BEGIN Records for the exercise

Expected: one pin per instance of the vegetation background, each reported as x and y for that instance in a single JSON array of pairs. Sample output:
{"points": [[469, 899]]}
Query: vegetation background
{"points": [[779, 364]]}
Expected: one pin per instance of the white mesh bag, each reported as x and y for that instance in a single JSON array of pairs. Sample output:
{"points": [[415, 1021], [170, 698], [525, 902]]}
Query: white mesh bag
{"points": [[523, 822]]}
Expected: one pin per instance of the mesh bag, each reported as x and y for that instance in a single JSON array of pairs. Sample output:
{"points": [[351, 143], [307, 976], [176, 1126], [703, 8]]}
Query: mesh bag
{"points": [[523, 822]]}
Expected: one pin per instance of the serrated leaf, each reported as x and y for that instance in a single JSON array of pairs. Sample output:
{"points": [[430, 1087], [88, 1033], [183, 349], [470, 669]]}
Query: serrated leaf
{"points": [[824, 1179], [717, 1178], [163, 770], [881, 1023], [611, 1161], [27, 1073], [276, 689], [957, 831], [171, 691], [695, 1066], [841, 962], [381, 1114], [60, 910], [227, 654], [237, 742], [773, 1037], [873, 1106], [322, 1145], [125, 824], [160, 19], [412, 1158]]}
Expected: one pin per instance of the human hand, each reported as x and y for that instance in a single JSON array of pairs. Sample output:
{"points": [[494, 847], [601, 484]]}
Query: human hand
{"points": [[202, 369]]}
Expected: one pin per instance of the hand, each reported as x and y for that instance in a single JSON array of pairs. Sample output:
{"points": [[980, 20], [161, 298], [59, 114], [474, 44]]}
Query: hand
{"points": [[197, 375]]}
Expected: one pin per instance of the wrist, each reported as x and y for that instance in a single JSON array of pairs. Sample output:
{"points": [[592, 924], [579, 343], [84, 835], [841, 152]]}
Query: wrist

END Records for the exercise

Exercise requirements:
The lines to output run from the one containing "Query: hand" through the last line of the records above; repeat them exactly and nothing more.

Problem solution:
Query: hand
{"points": [[197, 375]]}
Expected: one pin per instance of the wrist, each reported as x and y for that instance in a single JSON array of pairs. Sample output:
{"points": [[592, 924], [579, 343], [84, 835], [841, 152]]}
Query: wrist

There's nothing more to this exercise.